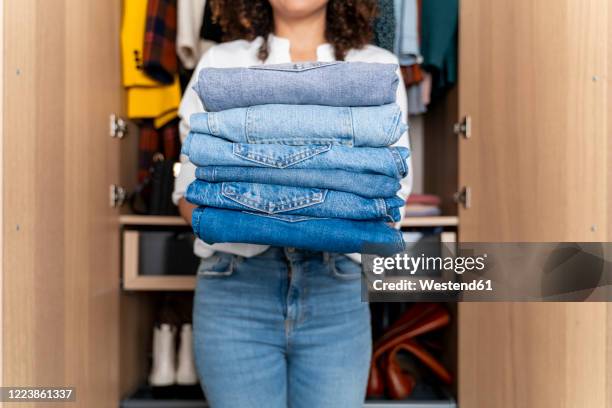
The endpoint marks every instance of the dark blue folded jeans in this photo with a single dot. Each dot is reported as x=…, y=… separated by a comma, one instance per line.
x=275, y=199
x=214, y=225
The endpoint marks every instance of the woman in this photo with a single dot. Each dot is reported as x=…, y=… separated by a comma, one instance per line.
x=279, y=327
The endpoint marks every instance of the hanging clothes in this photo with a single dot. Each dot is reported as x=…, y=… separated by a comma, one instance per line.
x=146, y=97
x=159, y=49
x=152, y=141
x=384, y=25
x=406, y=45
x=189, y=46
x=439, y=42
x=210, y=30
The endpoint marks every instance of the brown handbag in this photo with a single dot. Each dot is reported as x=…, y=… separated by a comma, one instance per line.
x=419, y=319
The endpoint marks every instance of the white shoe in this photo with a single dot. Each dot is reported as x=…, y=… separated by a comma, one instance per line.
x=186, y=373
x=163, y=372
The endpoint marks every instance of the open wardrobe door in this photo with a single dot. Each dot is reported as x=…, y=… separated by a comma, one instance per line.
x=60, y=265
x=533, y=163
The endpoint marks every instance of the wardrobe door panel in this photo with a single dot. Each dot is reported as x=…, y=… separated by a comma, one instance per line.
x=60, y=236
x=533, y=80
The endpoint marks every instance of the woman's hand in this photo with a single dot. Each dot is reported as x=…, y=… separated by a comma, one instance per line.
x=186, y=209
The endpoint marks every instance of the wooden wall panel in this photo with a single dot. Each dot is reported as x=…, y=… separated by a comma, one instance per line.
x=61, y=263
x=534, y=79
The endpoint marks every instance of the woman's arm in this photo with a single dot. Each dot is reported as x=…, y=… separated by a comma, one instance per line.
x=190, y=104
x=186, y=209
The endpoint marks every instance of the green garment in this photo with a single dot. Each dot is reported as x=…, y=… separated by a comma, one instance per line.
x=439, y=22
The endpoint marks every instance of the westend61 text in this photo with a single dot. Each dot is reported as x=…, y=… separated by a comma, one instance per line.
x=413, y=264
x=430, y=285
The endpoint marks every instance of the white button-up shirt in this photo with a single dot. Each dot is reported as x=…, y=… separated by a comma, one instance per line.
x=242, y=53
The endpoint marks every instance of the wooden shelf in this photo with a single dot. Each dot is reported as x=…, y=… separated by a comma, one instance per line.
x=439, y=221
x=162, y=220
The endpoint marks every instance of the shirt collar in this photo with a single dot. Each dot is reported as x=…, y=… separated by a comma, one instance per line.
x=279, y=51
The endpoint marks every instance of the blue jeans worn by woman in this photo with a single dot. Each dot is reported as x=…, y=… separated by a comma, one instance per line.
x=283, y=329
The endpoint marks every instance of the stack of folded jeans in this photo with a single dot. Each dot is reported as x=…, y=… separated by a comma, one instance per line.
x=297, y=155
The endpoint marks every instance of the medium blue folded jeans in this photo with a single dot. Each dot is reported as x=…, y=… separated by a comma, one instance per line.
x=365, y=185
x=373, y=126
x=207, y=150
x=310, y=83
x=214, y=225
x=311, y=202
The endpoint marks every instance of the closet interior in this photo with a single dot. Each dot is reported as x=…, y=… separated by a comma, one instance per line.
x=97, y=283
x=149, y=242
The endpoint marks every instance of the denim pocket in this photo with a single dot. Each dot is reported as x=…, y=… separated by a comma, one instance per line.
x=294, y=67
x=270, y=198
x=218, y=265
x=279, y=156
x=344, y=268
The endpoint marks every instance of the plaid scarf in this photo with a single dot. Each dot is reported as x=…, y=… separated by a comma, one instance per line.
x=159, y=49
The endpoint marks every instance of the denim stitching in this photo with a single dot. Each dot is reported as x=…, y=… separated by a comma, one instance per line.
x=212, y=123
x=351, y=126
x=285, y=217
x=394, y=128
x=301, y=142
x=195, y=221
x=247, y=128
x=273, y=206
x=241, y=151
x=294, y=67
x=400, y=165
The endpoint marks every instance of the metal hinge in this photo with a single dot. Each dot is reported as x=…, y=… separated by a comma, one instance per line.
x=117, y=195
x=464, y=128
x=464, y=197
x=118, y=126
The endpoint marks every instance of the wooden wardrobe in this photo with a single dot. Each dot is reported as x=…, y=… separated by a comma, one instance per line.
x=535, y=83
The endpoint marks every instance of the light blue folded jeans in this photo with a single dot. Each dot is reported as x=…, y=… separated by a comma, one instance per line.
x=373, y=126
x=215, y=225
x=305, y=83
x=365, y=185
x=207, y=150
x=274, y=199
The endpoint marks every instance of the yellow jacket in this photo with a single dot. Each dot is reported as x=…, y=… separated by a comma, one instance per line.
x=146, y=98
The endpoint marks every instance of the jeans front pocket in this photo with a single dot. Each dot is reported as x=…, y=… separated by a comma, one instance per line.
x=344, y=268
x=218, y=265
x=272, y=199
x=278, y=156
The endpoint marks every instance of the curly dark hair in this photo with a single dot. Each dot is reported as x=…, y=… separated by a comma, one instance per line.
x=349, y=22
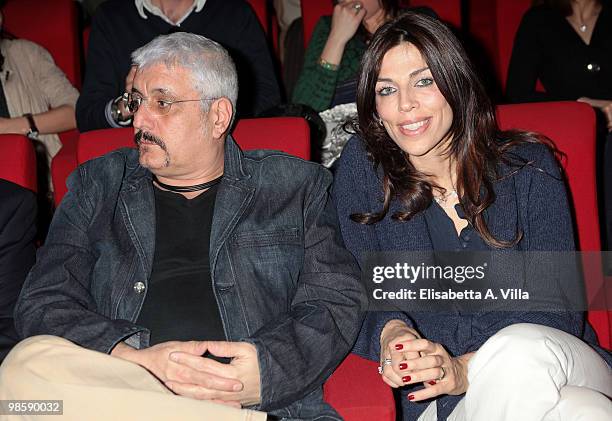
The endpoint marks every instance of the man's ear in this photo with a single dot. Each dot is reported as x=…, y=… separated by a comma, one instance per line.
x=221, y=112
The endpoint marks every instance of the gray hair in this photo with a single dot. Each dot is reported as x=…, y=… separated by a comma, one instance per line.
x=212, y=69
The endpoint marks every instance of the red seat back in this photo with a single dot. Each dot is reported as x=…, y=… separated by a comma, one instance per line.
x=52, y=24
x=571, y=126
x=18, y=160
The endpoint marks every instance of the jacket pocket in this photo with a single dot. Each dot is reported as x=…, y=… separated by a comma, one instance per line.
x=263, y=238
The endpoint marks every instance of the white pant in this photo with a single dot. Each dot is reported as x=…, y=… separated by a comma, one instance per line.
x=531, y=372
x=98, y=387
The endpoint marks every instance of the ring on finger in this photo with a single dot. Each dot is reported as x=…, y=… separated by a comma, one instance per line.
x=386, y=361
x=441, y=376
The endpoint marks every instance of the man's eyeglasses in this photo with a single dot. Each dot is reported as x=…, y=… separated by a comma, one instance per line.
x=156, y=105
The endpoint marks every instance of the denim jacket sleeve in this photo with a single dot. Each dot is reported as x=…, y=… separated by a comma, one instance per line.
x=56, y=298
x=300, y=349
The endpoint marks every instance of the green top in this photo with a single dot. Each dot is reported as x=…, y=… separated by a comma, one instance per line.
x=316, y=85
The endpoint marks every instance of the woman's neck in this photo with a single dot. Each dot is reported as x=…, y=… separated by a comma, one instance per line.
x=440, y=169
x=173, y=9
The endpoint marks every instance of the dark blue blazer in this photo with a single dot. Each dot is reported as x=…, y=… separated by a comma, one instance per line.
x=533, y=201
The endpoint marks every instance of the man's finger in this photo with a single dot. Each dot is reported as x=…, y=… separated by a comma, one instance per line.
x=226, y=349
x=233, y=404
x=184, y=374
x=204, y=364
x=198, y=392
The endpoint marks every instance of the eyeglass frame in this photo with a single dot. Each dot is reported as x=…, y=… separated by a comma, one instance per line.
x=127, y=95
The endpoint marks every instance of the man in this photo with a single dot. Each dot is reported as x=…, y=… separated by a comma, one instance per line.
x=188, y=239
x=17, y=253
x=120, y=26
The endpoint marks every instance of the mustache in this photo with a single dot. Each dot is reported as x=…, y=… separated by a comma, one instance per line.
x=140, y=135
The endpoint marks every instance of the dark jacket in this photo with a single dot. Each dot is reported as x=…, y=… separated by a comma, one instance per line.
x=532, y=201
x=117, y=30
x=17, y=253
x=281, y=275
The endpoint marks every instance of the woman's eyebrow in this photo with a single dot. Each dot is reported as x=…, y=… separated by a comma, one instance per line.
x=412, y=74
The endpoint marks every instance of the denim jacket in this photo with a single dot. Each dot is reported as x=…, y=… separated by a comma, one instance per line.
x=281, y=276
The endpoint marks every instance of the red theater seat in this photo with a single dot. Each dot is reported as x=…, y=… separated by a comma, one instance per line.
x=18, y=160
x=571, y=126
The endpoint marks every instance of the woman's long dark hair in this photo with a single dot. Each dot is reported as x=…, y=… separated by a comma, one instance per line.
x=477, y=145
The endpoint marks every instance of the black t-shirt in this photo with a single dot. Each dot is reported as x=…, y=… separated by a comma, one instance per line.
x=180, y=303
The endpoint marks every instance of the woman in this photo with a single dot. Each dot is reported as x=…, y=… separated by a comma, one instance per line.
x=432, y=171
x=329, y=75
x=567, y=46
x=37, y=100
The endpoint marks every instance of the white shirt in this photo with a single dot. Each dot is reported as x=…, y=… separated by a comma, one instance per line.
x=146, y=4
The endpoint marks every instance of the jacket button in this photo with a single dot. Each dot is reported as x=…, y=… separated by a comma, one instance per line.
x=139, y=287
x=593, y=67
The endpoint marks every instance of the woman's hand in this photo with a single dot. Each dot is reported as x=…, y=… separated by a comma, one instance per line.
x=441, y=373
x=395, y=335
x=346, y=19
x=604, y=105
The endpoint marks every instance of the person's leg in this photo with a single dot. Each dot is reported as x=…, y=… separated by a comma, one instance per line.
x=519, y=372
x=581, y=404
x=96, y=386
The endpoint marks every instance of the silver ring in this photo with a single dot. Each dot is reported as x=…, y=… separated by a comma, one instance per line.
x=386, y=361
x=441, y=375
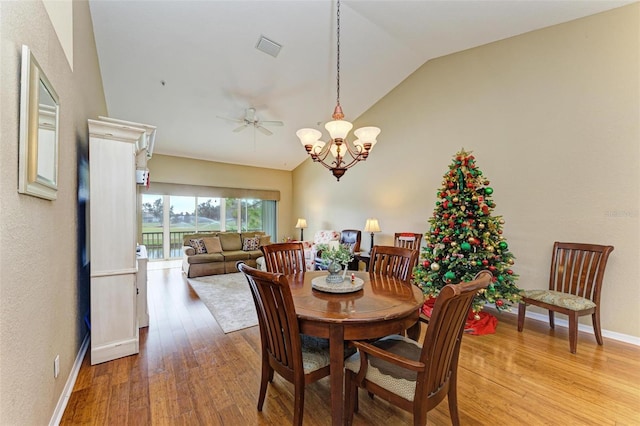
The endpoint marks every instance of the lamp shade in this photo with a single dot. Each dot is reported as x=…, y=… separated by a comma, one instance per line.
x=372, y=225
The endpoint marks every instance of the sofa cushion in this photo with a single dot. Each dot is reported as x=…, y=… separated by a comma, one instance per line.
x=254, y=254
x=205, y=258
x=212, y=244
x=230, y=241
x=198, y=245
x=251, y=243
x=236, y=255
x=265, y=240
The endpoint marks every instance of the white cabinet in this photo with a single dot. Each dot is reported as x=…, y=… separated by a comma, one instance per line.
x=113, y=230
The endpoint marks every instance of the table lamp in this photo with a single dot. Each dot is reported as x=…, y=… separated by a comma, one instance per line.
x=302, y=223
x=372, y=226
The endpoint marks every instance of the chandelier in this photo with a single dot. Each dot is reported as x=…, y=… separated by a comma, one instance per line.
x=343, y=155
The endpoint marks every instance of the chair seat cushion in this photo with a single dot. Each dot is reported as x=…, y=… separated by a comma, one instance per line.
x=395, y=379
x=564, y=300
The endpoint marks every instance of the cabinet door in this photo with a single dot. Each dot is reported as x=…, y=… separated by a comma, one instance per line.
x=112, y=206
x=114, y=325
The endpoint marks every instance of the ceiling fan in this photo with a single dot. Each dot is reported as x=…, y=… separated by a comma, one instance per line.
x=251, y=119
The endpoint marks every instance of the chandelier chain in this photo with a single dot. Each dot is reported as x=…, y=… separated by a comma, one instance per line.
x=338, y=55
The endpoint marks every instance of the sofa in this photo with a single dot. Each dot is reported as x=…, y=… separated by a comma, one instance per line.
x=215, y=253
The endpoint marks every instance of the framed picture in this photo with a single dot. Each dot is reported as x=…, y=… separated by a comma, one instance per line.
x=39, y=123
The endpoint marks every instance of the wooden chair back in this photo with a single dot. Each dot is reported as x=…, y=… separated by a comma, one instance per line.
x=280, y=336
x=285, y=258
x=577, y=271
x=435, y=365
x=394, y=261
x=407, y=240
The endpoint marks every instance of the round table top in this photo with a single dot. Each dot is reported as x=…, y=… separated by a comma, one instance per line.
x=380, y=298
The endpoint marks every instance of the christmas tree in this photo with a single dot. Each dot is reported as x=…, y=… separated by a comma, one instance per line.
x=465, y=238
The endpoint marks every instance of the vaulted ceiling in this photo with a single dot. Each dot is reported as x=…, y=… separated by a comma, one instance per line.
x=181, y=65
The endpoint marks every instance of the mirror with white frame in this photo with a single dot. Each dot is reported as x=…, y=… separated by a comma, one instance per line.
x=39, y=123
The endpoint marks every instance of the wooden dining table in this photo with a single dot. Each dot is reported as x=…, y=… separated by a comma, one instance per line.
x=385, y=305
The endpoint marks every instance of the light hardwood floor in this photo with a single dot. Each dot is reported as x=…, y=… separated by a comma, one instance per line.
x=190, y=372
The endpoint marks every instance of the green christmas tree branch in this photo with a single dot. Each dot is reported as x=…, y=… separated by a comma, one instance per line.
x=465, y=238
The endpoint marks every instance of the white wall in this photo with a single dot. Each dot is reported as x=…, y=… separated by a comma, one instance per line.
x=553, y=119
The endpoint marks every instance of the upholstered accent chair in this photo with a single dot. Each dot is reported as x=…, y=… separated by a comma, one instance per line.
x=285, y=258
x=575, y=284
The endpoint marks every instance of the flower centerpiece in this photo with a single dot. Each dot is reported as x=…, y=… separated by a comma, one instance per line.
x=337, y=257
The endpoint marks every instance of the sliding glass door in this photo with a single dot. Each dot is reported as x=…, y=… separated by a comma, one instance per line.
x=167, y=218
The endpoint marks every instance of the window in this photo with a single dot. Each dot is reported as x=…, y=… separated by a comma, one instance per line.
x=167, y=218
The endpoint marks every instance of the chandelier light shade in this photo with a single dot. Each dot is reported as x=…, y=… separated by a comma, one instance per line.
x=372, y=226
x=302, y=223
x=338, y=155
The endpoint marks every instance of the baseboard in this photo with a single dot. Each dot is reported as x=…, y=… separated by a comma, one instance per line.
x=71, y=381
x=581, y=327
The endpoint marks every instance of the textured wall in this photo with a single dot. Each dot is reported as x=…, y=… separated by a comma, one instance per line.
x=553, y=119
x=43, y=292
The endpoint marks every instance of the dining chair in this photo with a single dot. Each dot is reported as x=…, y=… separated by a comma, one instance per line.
+-------+
_DIRECTION_:
Can you turn the stretch of the listing from the line containing "The endpoint marks every instance of the green garment" through the line containing "x=297, y=155" into a JSON list of strings, one string per line and blank lines left out?

_TASK OUTPUT_:
[
  "The endpoint marks every instance of the green garment in this photo with a single dot. Each dot is reported as x=…, y=… separated by a comma, one instance per line.",
  "x=439, y=22",
  "The endpoint marks every instance of the westend61 text in this photo with a single dot. Each dot is reported as x=…, y=… separated by a comma, one instance per line.",
  "x=413, y=264",
  "x=430, y=285",
  "The endpoint marks every instance of the white button-up shirt in this photo with a single dot. Each dot is reported as x=…, y=… separated by a comma, one instance per line.",
  "x=242, y=53",
  "The endpoint marks every instance of the wooden shelf in this photo with a single dot. Each dot is reported as x=…, y=… separated by a comma, one instance per line.",
  "x=439, y=221",
  "x=162, y=220",
  "The endpoint marks every instance of the shirt collar in this photo with a single dot. Each dot is reported as x=…, y=… separated by a comma, one instance per line.",
  "x=279, y=51",
  "The endpoint marks every instance of the blue jeans worn by woman in this photo with a single dot. Each dot is reported as x=…, y=… separated by a comma, one instance per line.",
  "x=283, y=329",
  "The endpoint marks every instance of the stack of folded jeans in this photo with a single dot. Each dot is reported as x=…, y=… separated by a comma, one instance per line.",
  "x=297, y=155"
]